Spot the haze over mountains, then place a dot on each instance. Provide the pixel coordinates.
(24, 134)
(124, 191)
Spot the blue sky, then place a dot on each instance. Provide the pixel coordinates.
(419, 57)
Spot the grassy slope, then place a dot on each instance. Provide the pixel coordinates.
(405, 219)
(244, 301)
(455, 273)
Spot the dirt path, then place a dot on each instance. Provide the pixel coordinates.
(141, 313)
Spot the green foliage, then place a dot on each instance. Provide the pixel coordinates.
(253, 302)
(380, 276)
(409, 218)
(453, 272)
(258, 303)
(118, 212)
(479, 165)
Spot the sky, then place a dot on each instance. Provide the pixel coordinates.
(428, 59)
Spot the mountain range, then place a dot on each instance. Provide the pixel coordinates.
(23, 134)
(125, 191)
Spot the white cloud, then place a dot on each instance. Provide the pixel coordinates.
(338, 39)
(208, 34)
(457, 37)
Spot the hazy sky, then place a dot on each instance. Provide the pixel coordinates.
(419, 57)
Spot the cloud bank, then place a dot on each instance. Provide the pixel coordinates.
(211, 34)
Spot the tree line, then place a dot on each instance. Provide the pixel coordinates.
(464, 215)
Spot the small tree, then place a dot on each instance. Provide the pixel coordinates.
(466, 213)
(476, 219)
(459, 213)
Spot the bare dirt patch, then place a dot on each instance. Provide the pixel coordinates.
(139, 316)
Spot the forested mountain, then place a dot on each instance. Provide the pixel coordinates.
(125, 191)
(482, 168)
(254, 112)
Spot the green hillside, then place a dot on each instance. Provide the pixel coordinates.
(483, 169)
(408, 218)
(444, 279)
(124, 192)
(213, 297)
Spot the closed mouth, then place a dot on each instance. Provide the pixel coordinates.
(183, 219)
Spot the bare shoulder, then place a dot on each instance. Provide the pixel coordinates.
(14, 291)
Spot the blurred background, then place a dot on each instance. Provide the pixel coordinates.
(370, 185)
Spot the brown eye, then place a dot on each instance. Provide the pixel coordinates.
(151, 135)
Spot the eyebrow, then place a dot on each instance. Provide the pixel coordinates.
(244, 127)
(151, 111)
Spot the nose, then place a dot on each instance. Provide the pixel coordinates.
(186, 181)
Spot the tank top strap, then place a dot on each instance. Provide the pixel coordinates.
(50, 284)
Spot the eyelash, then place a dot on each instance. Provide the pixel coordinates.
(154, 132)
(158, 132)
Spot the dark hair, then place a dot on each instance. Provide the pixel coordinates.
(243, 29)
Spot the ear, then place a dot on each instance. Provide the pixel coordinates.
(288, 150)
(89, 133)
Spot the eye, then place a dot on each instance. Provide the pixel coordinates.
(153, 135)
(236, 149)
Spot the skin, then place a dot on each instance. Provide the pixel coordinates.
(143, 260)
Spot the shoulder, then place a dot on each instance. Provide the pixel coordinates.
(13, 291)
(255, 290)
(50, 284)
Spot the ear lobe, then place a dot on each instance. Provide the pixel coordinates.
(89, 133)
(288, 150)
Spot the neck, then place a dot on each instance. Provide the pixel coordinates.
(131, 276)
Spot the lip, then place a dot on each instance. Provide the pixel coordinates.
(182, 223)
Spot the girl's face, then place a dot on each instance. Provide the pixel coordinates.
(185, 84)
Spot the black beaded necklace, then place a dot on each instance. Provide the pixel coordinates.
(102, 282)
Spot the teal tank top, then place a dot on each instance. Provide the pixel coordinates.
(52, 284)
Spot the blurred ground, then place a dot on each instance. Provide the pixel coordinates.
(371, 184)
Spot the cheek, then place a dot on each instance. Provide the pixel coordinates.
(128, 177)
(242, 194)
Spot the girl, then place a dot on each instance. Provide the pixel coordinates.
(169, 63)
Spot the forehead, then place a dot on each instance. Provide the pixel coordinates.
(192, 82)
____
### Description of the task
Lay out every entry above as a numbered list, one line per item, with blank lines omitted.

### Output for this exercise
1. Spot the haze over mountains, then place a dot on each instance. Provide the pixel coordinates.
2. (24, 134)
3. (124, 191)
4. Spot the blue sky, then place a dot on each instance. Provide the pixel coordinates.
5. (419, 57)
6. Spot the grassy slope, then place a dot on each instance. Provide the pixel coordinates.
7. (405, 219)
8. (244, 301)
9. (455, 273)
10. Spot the dirt path, then place a dot on each instance. Provide the pixel coordinates.
11. (141, 313)
12. Spot the green foliage, then place a dot on each instance. Provide the pixel coordinates.
13. (253, 302)
14. (380, 276)
15. (409, 218)
16. (453, 272)
17. (258, 303)
18. (118, 212)
19. (479, 165)
20. Spot the sky, then place a dot on each instance. Provide the pixel coordinates.
21. (428, 59)
22. Spot the mountain range, then place a dot on each instance. Provide the pixel coordinates.
23. (23, 134)
24. (125, 191)
25. Spot the white cloud, then place a dot on each instance. Provide the pixel coordinates.
26. (338, 39)
27. (208, 34)
28. (457, 37)
29. Spot the hazy sky, then place a dot on each instance. Provide the pixel coordinates.
30. (419, 57)
31. Spot the cloud bank, then place a dot on each instance. Provide the pixel coordinates.
32. (211, 34)
33. Spot the tree line, then place a dot on each instance. Provide the pixel coordinates.
34. (464, 215)
35. Spot the small tree, then place a dot on each instance. Provide the pixel coordinates.
36. (466, 213)
37. (476, 219)
38. (459, 213)
39. Spot the bare dirt patch, then place a dot on each instance. Provide the pixel coordinates.
40. (139, 316)
41. Spot the forested mountain, then place a dot on each instance. Provide the pixel coordinates.
42. (125, 191)
43. (482, 168)
44. (254, 112)
45. Spot the green hillside, then place a dot on each instance. Provide the pixel coordinates.
46. (483, 169)
47. (408, 218)
48. (444, 279)
49. (124, 192)
50. (213, 297)
51. Spot the closed mouth, then place a dot on each instance. Provide the pixel coordinates.
52. (183, 219)
53. Spot the bare shoulder, then place a dot on each instance. Provide the pixel coordinates.
54. (14, 291)
55. Spot the blurred background, then place a dot on each instance. Provide the pixel coordinates.
56. (370, 185)
57. Spot the brown eye, then place a dot on each instance. Provide the pixel coordinates.
58. (151, 135)
59. Spot the eyebrow, then place a dot on each instance. Provide the pixel coordinates.
60. (244, 127)
61. (151, 111)
62. Spot the nose, then place a dot on each instance. Provide the pixel coordinates.
63. (186, 181)
64. Spot the tank top strap, then place a dot on each instance. Provide the pixel coordinates.
65. (50, 284)
66. Spot the eyelash, then place a dot on each instance. Provide the pixel coordinates.
67. (154, 132)
68. (158, 132)
69. Spot the dark hair, then place a dot on each instance. Provide the pixel coordinates.
70. (243, 29)
71. Spot the ear, then place a dot on each instance. Provide the pixel coordinates.
72. (288, 150)
73. (89, 133)
74. Spot the eye, then place a dot on each instance. Provide the pixel coordinates.
75. (153, 135)
76. (236, 149)
77. Spot the skin, then place a dot on each instance. Provide the pixel coordinates.
78. (143, 260)
79. Spot the shoulder, then place a dot on each instance. Provide the pixel coordinates.
80. (13, 291)
81. (255, 290)
82. (50, 284)
83. Spot the ear lobe, then place a dot on each instance. Provide the pixel coordinates.
84. (89, 133)
85. (288, 150)
86. Spot the neck, then place a dot on each instance. Provide the pixel coordinates.
87. (131, 276)
88. Spot the lip, then place a dot on each instance. Provide the pixel coordinates.
89. (182, 223)
90. Spot the girl's face, then place a dot on each instance. Provide the pixel coordinates.
91. (185, 84)
92. Spot the black beaded necklace, then place a dot on each instance. Provide the pixel coordinates.
93. (102, 282)
94. Spot the teal tank top, then place a dot on each instance. Provide the pixel coordinates.
95. (52, 284)
96. Spot the blurred ground, then place a dot on each instance. Provide the pixel coordinates.
97. (371, 184)
98. Spot the cheek, then place a dot on each instance. Provide the pixel coordinates.
99. (128, 177)
100. (242, 194)
101. Spot the girl, then place a dot on each instance. Provide the pixel coordinates.
102. (169, 63)
103. Spot the forehead, then place a dot on each instance. Provide the pixel coordinates.
104. (192, 82)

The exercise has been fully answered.